Work to complete:
Answer these from the article on Haas replacing Mick Schumacher:
(a) What position did Kevin Magnussen finish in at the season-opener?
(b) How old is Nico Hulkenberg?
(c) What championship did Schumacher win in 2020?

+++ Excerpted text

There was something a little underwhelming about Thursday’s announcements from Haas. Mick Schumacher was expelled from Formula 1 after just two seasons; the 23-year-old losing his seat to Nico Hulkenberg.
Hulkenberg is a very good driver, but it seems slightly harsh to drop a driver so early in their career and replace him with a 35-year-old who has not had a full-time ride since 2019.
Schumacher had some very expensive crashes that were costly not just in terms of finances but his future hopes this year, the most dramatic coming in Saudi Arabia where he was airlifted to hospital and missed the race. That incident came as he was pushing to get his car into Q3 after having enjoyed a competitive start to the weekend.
At the season-opener, Kevin Magnussen’s quality shone through while Schumacher struggled to get comfortable with the new car, the German finished 11th while Magnussen stunned with a fifth place on his return. By the time Schumacher returned from his Saudi Arabia crash for the Australian GP, his teammate already had 12 points to his name.
Another crash in Monaco when he’d yet to score did not reflect well on Schumacher, and by then Magnussen was up to 15 points. But since that point things improved markedly, with the 2020 Formula 2 champion impressing in Silverstone and Austria, and outscoring Magnussen 12 points to 10 from the fifth round of the season onwards.
While such results can be misleading when points are scored intermittently, close qualifying performances on the whole also reflected better on Schumacher. But he needed to do more.
A crash in practice at Suzuka was terribly timed, but the real problem was that he just wasn’t taking the opportunities that were presenting themselves in races. A decision might have been made by then, but his qualifying performance in Brazil shows how fine margins in F1 can lead to hugely different outcomes.
I still believed that Schumacher offered a good option for Haas simply on the basis that he was improving, and the team had gone through the hard yards with him as a rookie – and then early this year – and was starting to see a return on that effort. But a lack of overall engagement with the team in his first season was lingering in the memory, much like two of the team’s previous drivers.
When Magnussen was first at Haas, he and Romain Grosjean often pulled out big results when they were on offer. Granted, they were seen less and less frequently as the team’s performance declined, and there were costly mistakes then too, but Steiner was always aware of the strength of his driver line-up and the way Magnussen and Grosjean pushed each other.
And now the reason Haas has gone for Hulkenberg is clear. It wants a known quantity.
Schumacher is still learning his trade and was up-and-down, but the team is back on the up and Steiner wants to know where it still needs to improve. The score between Schumacher and Magnussen led to suggestions that perhaps the Dane wasn’t being pushed hard enough at all times, and that a more consistent and proven teammate would address that.

++++++
+++ Data to examine

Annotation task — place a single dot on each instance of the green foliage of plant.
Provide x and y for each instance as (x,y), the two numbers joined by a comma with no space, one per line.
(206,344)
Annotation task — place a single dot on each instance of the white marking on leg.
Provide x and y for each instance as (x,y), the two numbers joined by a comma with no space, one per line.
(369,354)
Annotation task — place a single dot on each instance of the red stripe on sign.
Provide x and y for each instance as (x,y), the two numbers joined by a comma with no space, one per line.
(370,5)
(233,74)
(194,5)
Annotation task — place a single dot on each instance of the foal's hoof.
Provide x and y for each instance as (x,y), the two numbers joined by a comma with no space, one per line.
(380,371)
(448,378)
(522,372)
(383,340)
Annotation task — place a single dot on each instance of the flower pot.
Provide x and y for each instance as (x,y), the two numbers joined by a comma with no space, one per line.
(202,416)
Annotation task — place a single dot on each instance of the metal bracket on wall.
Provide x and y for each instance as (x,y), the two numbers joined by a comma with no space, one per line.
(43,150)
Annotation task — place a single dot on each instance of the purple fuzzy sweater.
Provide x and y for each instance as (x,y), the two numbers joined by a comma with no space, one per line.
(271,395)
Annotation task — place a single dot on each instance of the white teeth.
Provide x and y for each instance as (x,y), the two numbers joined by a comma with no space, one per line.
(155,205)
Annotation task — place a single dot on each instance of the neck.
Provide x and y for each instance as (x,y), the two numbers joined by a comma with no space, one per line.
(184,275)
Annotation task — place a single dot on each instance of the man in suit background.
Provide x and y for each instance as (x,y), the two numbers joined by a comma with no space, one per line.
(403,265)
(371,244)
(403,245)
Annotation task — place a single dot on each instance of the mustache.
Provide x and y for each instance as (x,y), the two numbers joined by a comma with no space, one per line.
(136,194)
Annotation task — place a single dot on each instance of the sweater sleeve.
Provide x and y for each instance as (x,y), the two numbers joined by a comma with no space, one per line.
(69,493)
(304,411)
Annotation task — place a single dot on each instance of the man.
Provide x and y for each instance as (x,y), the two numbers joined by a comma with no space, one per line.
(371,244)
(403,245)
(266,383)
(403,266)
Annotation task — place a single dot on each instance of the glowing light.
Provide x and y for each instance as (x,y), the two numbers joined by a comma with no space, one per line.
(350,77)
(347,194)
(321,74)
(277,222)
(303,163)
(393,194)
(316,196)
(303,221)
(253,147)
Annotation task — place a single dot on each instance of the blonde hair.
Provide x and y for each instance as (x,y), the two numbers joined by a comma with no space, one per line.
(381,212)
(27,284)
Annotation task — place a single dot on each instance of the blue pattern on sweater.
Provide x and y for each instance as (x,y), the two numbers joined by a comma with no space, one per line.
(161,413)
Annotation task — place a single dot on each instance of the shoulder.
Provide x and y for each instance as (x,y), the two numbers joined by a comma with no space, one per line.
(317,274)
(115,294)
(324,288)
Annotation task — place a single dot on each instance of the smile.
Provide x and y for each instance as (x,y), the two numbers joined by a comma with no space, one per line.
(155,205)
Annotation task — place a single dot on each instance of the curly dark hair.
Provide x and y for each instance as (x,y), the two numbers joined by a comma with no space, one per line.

++++++

Answer section:
(a) Fifth
(b) 35
(c) Formula 2